(Records of labeled boxes)
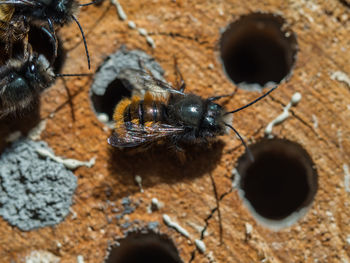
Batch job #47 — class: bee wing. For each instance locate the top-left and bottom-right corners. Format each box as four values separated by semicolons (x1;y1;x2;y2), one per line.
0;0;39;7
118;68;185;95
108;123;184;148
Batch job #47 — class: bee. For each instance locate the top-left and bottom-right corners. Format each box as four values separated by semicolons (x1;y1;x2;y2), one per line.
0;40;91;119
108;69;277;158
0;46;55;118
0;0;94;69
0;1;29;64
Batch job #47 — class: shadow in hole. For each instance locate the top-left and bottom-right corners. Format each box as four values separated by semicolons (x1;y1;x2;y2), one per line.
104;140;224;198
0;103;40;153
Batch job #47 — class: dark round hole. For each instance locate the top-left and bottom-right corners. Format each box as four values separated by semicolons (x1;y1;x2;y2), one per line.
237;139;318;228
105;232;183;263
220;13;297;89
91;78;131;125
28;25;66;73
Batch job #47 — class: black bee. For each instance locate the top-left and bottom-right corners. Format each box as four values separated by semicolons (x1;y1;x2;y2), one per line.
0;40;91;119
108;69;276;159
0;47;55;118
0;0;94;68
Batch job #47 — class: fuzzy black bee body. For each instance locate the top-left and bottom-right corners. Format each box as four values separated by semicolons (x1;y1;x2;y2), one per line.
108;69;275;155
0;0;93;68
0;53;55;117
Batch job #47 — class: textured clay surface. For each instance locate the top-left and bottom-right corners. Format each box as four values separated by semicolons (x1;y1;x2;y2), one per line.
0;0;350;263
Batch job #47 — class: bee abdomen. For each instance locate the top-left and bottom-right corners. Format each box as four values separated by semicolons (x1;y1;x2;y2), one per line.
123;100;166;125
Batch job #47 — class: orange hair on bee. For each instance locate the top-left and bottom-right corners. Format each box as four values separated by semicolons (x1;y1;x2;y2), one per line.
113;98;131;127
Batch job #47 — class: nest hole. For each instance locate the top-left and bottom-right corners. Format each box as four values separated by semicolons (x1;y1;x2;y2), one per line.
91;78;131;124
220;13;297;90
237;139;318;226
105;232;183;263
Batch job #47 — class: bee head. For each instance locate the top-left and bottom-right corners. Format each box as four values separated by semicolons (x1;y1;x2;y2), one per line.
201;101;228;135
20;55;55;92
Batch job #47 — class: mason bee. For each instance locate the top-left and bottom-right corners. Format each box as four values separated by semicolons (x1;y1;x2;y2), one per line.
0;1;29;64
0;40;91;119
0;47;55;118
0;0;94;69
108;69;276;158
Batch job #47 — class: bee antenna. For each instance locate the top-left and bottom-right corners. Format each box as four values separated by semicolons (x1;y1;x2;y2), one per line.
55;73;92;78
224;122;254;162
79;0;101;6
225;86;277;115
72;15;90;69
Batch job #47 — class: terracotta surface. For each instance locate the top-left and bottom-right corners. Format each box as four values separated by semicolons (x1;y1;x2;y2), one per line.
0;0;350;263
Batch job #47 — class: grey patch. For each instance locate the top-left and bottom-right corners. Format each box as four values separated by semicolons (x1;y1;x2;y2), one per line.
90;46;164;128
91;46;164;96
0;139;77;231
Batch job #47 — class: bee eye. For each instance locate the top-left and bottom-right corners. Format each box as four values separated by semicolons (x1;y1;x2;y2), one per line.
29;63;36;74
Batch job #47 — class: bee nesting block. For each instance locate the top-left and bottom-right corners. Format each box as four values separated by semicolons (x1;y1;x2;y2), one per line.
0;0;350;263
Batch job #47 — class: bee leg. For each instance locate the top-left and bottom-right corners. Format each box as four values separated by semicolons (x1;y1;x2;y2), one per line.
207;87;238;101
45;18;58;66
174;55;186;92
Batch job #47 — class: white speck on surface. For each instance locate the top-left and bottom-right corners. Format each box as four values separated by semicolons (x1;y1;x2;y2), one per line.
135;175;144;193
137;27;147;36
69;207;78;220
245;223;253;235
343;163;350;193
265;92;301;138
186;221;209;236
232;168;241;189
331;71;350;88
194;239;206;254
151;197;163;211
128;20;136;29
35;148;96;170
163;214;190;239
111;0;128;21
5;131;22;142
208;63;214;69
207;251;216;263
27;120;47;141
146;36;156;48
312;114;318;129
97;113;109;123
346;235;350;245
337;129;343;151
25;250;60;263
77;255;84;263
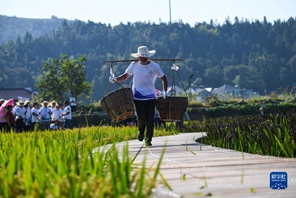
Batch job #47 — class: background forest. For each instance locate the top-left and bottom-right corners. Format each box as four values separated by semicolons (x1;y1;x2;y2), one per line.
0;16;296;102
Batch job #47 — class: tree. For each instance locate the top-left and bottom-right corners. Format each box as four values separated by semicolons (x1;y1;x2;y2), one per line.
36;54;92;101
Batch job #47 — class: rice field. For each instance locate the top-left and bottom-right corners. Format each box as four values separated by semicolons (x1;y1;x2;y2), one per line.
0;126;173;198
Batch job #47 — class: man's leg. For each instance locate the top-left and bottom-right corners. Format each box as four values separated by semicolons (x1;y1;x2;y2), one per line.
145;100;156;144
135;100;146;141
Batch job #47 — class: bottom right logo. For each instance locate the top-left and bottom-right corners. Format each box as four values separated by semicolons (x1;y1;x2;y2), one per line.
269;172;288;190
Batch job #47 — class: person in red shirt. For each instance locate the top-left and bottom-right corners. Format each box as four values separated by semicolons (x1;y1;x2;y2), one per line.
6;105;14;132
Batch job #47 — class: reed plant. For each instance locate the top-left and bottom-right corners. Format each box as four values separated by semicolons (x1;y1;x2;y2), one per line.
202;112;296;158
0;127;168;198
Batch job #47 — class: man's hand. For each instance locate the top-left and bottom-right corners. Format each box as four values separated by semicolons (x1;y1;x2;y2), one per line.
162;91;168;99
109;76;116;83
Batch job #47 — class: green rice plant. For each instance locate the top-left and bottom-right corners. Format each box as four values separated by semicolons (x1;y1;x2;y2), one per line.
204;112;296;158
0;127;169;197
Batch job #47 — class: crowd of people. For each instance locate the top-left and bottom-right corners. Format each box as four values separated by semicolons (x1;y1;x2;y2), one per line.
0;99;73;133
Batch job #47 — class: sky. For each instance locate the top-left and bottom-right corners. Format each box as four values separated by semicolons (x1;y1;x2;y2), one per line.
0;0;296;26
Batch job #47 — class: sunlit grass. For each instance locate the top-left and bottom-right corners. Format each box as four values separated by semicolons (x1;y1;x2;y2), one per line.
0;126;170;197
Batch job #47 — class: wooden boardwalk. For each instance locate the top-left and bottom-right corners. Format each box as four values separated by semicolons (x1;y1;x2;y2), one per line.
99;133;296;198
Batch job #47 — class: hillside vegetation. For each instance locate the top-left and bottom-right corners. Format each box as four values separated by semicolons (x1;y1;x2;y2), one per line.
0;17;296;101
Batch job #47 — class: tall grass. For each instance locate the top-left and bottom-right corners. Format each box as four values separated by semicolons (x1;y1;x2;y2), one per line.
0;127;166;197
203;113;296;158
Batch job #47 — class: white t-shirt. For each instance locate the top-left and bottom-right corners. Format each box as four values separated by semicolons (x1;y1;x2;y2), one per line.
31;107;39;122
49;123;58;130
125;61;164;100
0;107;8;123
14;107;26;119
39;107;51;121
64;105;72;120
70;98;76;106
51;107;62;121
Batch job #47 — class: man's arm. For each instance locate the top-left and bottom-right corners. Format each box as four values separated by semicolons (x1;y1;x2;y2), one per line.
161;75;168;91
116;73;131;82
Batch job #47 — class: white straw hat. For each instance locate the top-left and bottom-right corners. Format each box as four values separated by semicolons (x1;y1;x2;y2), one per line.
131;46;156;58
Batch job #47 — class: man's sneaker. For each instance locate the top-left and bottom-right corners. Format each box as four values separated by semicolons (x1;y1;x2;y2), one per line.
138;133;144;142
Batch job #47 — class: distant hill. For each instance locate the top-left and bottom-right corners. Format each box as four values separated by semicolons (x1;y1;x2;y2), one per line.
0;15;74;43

## GIVEN REQUEST:
Everything from the line with "Batch job #47 — class: man's arm." to the end of the listing above needs to be duplicated exactly, both end lines included, with nothing more.

## EXERCISE OUTPUT:
Batch job #47 — class: man's arm. For each instance locate the top-left and bottom-right corners. Format each box as four values separated by semicolons (x1;y1;x2;y2), one per line.
161;75;168;91
116;73;131;82
Batch job #47 — class: white straw hat. For each instance locate the top-left and bottom-right corners. Format each box as four values separated by semicolons (x1;y1;x2;y2), one per line.
131;46;156;58
Batch job #47 — class: man's sneaker. For each instance locate the top-left and bottom-right corners. Format each box as four values separated by semicolons (x1;y1;x2;y2), one per line.
138;133;144;142
Batch job #47 — class: distant hill. For each instance locate the top-left and bottom-right corners. Format each box as four values separated by semicolons (x1;y1;x2;y2), one per line.
0;15;74;43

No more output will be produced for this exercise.